**WHAT IS BEING ASKED:**
Reproduce the records below exactly as given.

**Records excerpted from a collection:**

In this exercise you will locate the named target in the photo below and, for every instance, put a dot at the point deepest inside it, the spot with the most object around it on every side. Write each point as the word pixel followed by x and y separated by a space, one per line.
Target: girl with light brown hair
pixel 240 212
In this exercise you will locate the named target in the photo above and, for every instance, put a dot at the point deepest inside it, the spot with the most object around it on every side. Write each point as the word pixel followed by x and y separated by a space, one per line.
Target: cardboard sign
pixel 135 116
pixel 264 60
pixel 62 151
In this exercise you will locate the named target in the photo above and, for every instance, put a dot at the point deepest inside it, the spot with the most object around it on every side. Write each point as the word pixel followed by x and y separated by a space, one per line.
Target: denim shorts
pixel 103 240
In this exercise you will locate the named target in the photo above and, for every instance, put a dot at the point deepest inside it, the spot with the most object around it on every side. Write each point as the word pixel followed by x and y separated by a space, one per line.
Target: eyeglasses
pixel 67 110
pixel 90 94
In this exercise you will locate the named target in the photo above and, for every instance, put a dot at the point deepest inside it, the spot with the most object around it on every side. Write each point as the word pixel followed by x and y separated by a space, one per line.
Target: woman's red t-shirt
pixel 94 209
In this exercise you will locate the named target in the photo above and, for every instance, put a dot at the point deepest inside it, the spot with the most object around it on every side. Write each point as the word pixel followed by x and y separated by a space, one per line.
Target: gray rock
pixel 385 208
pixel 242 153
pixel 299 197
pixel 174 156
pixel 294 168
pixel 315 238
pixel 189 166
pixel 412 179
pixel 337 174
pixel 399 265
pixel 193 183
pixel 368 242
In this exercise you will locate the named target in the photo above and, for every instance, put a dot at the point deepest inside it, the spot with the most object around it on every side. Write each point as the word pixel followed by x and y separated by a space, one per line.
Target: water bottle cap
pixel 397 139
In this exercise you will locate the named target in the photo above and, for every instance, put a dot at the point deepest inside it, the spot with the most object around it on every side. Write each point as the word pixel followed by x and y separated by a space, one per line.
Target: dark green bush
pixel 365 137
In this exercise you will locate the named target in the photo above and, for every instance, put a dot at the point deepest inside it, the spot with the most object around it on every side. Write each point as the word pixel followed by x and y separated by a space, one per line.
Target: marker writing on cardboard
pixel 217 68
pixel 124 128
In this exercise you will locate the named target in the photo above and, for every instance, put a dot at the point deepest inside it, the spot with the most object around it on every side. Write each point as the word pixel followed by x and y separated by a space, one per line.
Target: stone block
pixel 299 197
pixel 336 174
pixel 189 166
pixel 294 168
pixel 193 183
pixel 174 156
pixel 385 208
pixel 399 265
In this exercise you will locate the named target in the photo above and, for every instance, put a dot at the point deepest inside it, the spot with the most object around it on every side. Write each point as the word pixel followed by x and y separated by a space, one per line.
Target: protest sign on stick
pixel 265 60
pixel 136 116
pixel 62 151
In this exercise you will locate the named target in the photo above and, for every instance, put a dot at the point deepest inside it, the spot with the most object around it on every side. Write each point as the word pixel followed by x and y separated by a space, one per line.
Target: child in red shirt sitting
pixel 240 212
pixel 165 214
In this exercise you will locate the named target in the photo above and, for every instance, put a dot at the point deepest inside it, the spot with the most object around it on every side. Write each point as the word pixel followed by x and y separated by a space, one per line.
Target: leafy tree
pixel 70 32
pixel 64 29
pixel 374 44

**RESPONSE BOX:**
In this exercise you will locate the named target in the photo below and, for every instance, put a dot at the point deepest inside it, the spot with the most object around it on every side. Write each point as the word pixel followed by x and y separated by a space, one per line.
Target: girl with light brown hair
pixel 240 212
In this exercise you will locate the named target in the photo above and, for every instance, put a dot at the point deepest inside it, the spot with the most object around it on every side. Write each point as the word pixel followed by x and y separated by a space, one per line.
Target: cardboard sign
pixel 135 116
pixel 264 60
pixel 62 151
In this exercise you will locate the named target in the photo above and, for every instance, put a dot at the point deepest inside it, the spot with the most object around it on every side. Write each point as the word pixel followed by x and y separated by a space, one per line.
Target: denim shorts
pixel 103 240
In this exercise you will locate the named target in the photo above and, for every instance, put a dot at the point deepest inside it, the spot with the most object around it on every side. Write each point as the word pixel followed by x and y separated by a space, one per line.
Target: eyeglasses
pixel 67 110
pixel 90 94
In this exercise you will locate the named target in the photo above and, for every instance, put a dot at the point deepest inside it, the spot with the most object around it on every side. Write each point as the word pixel followed by x and y separated by a space, one per line.
Target: woman's red t-shirt
pixel 94 209
In this exercise you will locate the named target in the photo above and, for every instance, put a dot at the point deepest inside it, the spot with the most object around it on every side. Write each point as the word pixel followed by x and y separated by a space, one per line.
Target: gray rock
pixel 385 208
pixel 242 153
pixel 299 197
pixel 174 156
pixel 294 168
pixel 315 238
pixel 189 166
pixel 412 179
pixel 337 174
pixel 399 265
pixel 193 183
pixel 368 242
In this exercise you will locate the named target in the photo above and, for every instance, put a dot at the point deepest inside it, the spot with the most object around it on every side. Write each point as the word pixel followed by x and y separated by a space, one per line.
Target: water bottle cap
pixel 397 139
In this exercise you will locate the named target in the photo above and, for every instance, put a dot at the point deepest inside it, the spot with the most object around it on every side. Write each point as the word pixel followed by x and y separated by a space, one per line.
Target: dark green bush
pixel 365 137
In this exercise you will locate the named target in the photo above and, for every instance, put a dot at the point deepest inside it, the spot with the most object around it on every side. Write each point as the word pixel followed by x and y separated by a space, one per line.
Target: marker writing on cardboard
pixel 217 68
pixel 124 128
In this exercise you will locate the named target in the photo above and, for every instance, put a dot at the point deepest inside it, the spot with the most object around it on every side. Write each point as the word pixel followed by x and y separated by a space, one per line.
Target: stone block
pixel 299 197
pixel 336 174
pixel 189 166
pixel 294 168
pixel 193 183
pixel 174 156
pixel 385 208
pixel 399 265
In this exercise you will locate the named target in the photo above and, for every instance, put a dot at the point deepest inside it, the spot with the most object around it on every side. Write each point as the word pixel followed by x and y separated by a space, one per line.
Target: protest sign on stick
pixel 265 60
pixel 136 116
pixel 62 151
In this exercise you will locate the named target in the photo above and, for every instance, put a dot at the point deepest inside it, the spot with the most object around it on every side. Write each point as the word pixel followed by x and y separated by a space, one per line.
Target: child in red shirt sitting
pixel 240 212
pixel 165 214
In this exercise you will locate the named target in the photo above and, for every instance, put a dot at the point deepest inside it, the spot with the most object around it on every side. Write each point as the word pixel followed by x and y separated by a space, one per line.
Target: leafy tree
pixel 70 32
pixel 64 29
pixel 374 44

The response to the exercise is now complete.